━━━ DOCUMENT SECTION
Svaha like many of these businesses, including Princess Awesome, began because their founders saw first-hand what wasn’t available. Everett’s fellow co-founder Jaya Iyer originally had the idea for Svaha because she couldn’t find a space-related outfit for her aspiring astronaut daughter. The Kickstarter they launched to help them make children’s clothes was funded successfully and led to a second Kickstarter for women’s dresses.

Credit: Svaha

Since that beginning, the company has grown to provide a variety of STEAM fashion.

“We started as a children’s apparel company and now we have a women’s line, a men’s line, and a line for babies,” Everett told GeekFold. “We’re just expanding all over the place. It’s been really fun to be able to have our idea resonate so well with so many people to the point where we can create all these different lines.”

Svaha has some of the most creative STEAM designs you’ll find in fashion. Many of the ideas for their collections actually come directly from customers. While Everett has a science background and is familiar with many fields, Svaha’s customers reach out and say they would love to see certain designs. Their customers are important to Svaha and for Everett, they’ve been the most loyal and dedicated she’s “ever experienced working for an ecommerce company.”

The challenging part of creating such unique designs is making sure Svaha can get them right. Their first step after someone sends them an idea is to Google and try to find a design idea they like based on the topic. Then they have a designer try to make it a reality.
━━━━━━
━━━ PROVIDED DATA
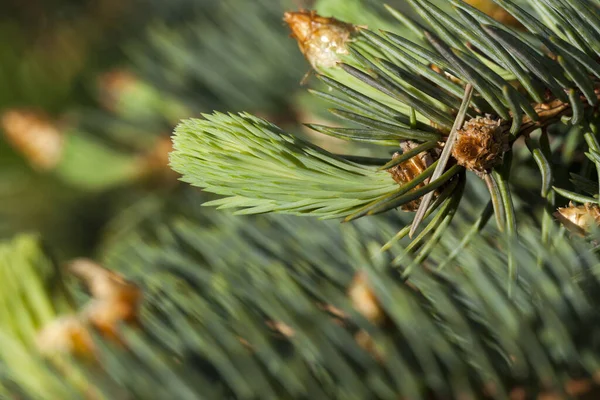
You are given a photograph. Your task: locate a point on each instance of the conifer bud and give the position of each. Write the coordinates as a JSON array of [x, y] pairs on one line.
━━━━━━
Pick up the article on Svaha's STEAM clothing line above, separate from the data, and continue it from its last sentence.

“We try to find a good template for them. A lot of times we’ll have our customers actually write code for us like our C language dress for example is C language for the Fibonacci sequence. One of our customers wrote the code for us,” she explained. “She was like ‘I want this so bad in a dress, if I write and design for you will you send me a free dress?’ We’re like ‘yes we will!’ We’ll have people send us exact templates as well of what they want or that code and then we try to bring it to life in the best way possible.”

It can also be difficult for them to decide exactly which designs to create since some can be very niche. To Everett it can get to a point where a design is cool, but it might only interest one segment of their customers like virologists.

“The biggest challenge is trying to find our core products versus our ‘we’re going to have this for two weeks’ products. It’s nice to be able to cater to all of our customers because they are amazing,” she said. “They send us feedback. We get 20 emails a day at least. The challenge is deciding how well something is going to resonate with our customer base.”

Svaha isn’t just trying to make a difference by expanding the options in STEAM fashion. They’re also offering a percentage of profits to support important issues in their Dress for a Cause collections. For example, 20 percent of profits from their weather collection go to charities to fight climate change while 10 percent of profits from their molecule collection go to the Juvenile Diabetes Research Foundation. Everett said they often find a cause and then make a dress or collection for it. Iyer and Everett care about supporting causes of others. 

Credit: Svaha

“We want to make clothing where we can be able to donate a portion of it to a cause that we care about and just in general, there’s so much going on right now,’” Everett said. “Along with that, Jaya’s son has leukemia. She called me to tell me and five minutes later she texted me to say ‘we’re making a collection to donate to St. Jude.’ That was her thought line. Both of us really do care and we want to be a company that gives back. We want to be a company that gives back to causes because we both strongly care about what’s going on in the world right now.”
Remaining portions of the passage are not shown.